**DATA TO PROCESS**
BEGIN

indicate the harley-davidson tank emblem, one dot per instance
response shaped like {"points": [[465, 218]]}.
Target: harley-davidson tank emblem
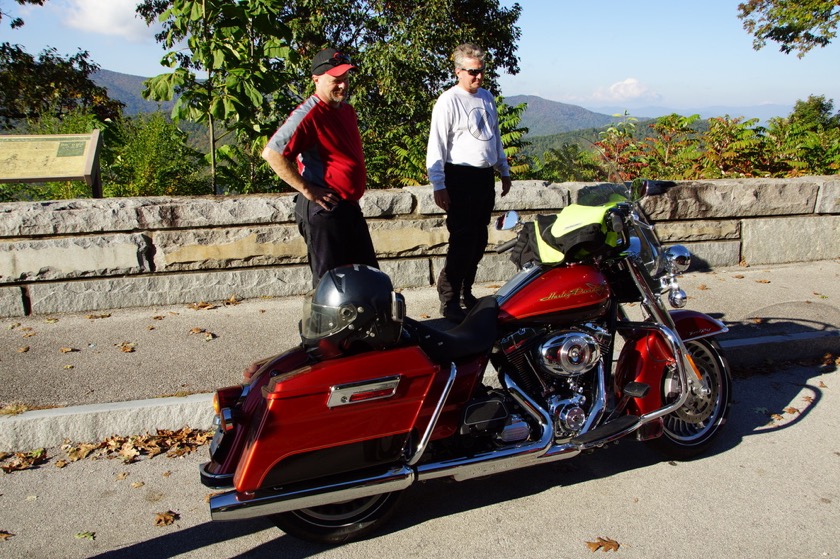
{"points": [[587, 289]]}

END
BEGIN

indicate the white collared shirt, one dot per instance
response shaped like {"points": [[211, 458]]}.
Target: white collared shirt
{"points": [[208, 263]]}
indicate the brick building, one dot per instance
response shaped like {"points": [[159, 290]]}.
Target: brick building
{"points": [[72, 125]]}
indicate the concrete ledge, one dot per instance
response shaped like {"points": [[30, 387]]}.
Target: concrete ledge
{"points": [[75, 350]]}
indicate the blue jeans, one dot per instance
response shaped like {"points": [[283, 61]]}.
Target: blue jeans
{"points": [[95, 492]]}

END

**TASK BRIEF**
Gather every line of the rows above that contains the word "points".

**COMPLETED EXERCISE**
response shaped like {"points": [[465, 218]]}.
{"points": [[587, 289]]}
response shaped like {"points": [[211, 458]]}.
{"points": [[208, 263]]}
response shaped like {"points": [[159, 290]]}.
{"points": [[72, 125]]}
response shaped like {"points": [[30, 387]]}.
{"points": [[75, 350]]}
response shaped like {"points": [[283, 61]]}.
{"points": [[95, 492]]}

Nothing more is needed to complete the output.